Retype the data below word for word and line for line, leaving out the picture.

Begin Data extract

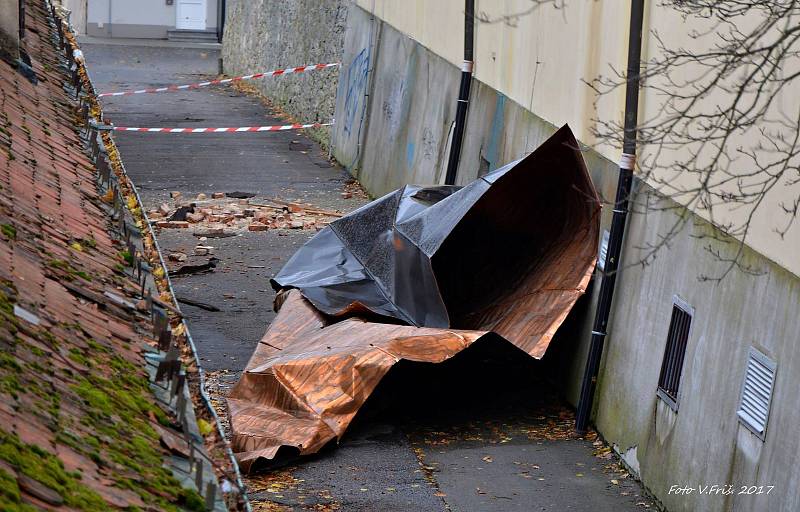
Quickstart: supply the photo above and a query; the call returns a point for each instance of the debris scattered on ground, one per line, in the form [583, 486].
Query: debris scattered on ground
[232, 213]
[195, 269]
[177, 256]
[240, 195]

End Data extract

=== Finished answer ===
Quickstart: supply the photo above and a query; the call returns a point for each instance of the debris scattered on ground, one per line, in the form [583, 486].
Query: debris scattered on ground
[232, 213]
[195, 269]
[177, 256]
[240, 195]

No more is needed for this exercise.